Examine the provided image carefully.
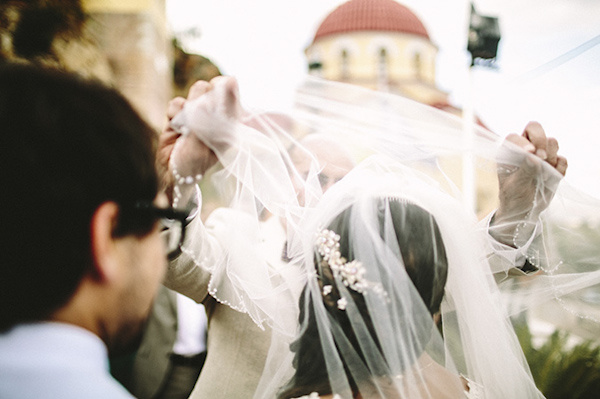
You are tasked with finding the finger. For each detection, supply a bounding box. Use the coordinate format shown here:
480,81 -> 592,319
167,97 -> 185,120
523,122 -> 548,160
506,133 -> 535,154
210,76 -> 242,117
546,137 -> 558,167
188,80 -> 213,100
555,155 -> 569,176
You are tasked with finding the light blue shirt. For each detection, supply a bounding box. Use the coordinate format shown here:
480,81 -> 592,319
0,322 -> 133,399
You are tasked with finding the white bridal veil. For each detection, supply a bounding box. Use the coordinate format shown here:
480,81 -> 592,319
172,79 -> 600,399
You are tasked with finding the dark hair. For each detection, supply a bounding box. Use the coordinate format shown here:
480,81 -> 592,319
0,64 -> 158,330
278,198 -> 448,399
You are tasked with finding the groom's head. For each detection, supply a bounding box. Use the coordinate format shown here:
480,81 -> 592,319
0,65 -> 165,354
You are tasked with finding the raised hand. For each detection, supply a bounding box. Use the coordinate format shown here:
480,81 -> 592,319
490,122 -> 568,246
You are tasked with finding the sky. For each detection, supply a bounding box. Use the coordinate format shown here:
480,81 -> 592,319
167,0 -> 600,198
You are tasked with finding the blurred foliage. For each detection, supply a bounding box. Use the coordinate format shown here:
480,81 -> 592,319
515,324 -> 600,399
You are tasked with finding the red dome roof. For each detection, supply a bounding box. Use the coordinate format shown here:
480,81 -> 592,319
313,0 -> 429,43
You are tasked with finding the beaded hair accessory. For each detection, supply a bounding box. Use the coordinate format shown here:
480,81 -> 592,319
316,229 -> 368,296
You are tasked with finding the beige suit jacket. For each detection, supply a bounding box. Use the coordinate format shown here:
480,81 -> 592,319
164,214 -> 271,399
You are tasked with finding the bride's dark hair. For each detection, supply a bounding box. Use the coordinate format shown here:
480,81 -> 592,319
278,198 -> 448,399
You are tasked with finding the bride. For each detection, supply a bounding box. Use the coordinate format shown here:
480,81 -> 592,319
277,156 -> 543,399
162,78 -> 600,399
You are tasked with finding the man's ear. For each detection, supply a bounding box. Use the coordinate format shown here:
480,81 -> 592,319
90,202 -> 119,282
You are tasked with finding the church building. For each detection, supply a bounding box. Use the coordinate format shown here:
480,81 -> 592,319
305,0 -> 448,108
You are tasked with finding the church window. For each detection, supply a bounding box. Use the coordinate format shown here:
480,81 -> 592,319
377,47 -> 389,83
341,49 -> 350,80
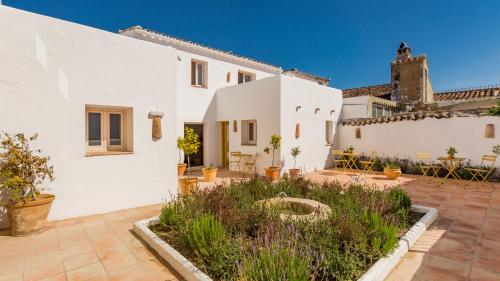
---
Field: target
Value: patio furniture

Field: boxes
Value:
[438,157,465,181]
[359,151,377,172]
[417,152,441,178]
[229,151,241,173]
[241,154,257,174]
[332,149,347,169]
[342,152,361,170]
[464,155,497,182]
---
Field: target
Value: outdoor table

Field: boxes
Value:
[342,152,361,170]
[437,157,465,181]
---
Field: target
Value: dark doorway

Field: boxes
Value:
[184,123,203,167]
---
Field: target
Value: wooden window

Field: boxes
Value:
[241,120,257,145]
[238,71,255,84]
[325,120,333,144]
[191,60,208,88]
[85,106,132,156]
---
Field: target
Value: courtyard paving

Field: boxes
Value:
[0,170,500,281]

> **Problem to work on**
Render all of the data above as a JSON list of strings, one string per line, skipping blank lines. Leave the pictures out.

> **Exercise output**
[
  "Examine the provided image carefully.",
  "You are tasked with finding the finger. For each detection, supply a bounding box. Use the coordinate format shown here:",
  "480,81 -> 592,319",
  "167,97 -> 185,120",
  "523,122 -> 548,160",
  "506,133 -> 535,154",
  "210,76 -> 242,117",
  "546,137 -> 558,167",
  "188,80 -> 213,100",
  "555,155 -> 569,176",
  "You are tasked with finding the light blue shirt. For each detection, supply a bounding box. Use the coordinate format shown here:",
  "480,81 -> 592,319",
  "0,322 -> 133,399",
  "You are tasked with finding the white bridal veil. For each detection, supply a bounding box. Use the coordinate format shown here:",
  "480,81 -> 592,319",
  "172,79 -> 600,399",
  "You are tasked with finding the dark hair. For each detection, supply a bounding box. Use the coordinate format shown here:",
  "480,81 -> 592,319",
  "0,64 -> 158,330",
  "278,198 -> 448,399",
  "You are tasked with finding the groom's head. For each detection, supply a bounding box. Use the coordinate format shown here:",
  "480,81 -> 592,319",
  "0,65 -> 165,354",
  "You are tasked with finding the raised hand. For each detection, supply a bounding box. Use the coordinate format shown here:",
  "480,81 -> 592,319",
  "490,122 -> 568,246",
  "You are tasked with finding the sky. For each detection, supply a bounding box. Use the coordinate format shown here:",
  "480,81 -> 592,319",
  "167,0 -> 600,198",
  "You are tasked with finding the blurred foliage. For each detection, supply a bounding box. Use the coordinate format shown here:",
  "480,81 -> 592,319",
  "515,324 -> 600,399",
  "You are tasked with finding the red dome roof. For each detection, supply a bounding box. Use the coordinate format shown here:",
  "480,81 -> 592,319",
  "313,0 -> 429,43",
  "You are tasked with finding the beaded hair accessory. For each detection, supply a bounding box. Use the coordinate format shown here:",
  "480,81 -> 592,319",
  "316,229 -> 368,296",
  "You are tasked with finding the beige suit jacket. For each detection, supply a bounding box. Use the coordinate format shown here:",
  "480,81 -> 592,319",
  "164,214 -> 271,399",
  "You are tasked with finding the bride's dark hair. For each detection, supply a bounding box. Use the coordinate format shown here:",
  "480,81 -> 592,319",
  "278,198 -> 448,399",
  "You are tasked with finding the bride. For each detection, supply a bounding box. Use the coordinate format shown here:",
  "480,81 -> 592,319",
  "277,156 -> 543,399",
  "162,78 -> 600,399",
  "You are tasked with finding the man's ear. For each detection, supply a bounding box. Use the coordinate format shown here:",
  "480,81 -> 592,319",
  "90,202 -> 119,282",
  "You are tasked with finding the church building. For each detection, supply a bounding box. Use the coordinate format shown here:",
  "480,81 -> 592,319",
  "305,0 -> 448,108",
  "You are tasked with finding the church window. For each detection, supply a bounding box. Use the coordinate format shown here:",
  "480,81 -> 592,319",
  "377,47 -> 389,83",
  "341,49 -> 350,80",
  "---",
  "Field: target",
  "Value: patio furniture",
  "Field: boxes",
  "Value:",
  "[438,157,465,181]",
  "[359,151,377,172]",
  "[417,152,441,178]",
  "[229,151,241,173]",
  "[241,154,257,174]",
  "[332,149,347,169]",
  "[342,152,361,170]",
  "[464,155,497,182]",
  "---",
  "Field: target",
  "Value: outdoor table",
  "Field: boxes",
  "Value:",
  "[342,152,361,170]",
  "[437,157,465,181]",
  "---",
  "Field: target",
  "Value: dark doorway",
  "Field: boxes",
  "Value:",
  "[184,123,203,167]",
  "---",
  "Field: target",
  "Value: wooden window",
  "Field: boxes",
  "Value:",
  "[241,120,257,145]",
  "[238,71,255,84]",
  "[325,120,333,144]",
  "[191,60,208,88]",
  "[85,106,132,156]",
  "---",
  "Field: target",
  "Value: courtyard paving",
  "Field: boxes",
  "Value:",
  "[0,170,500,281]"
]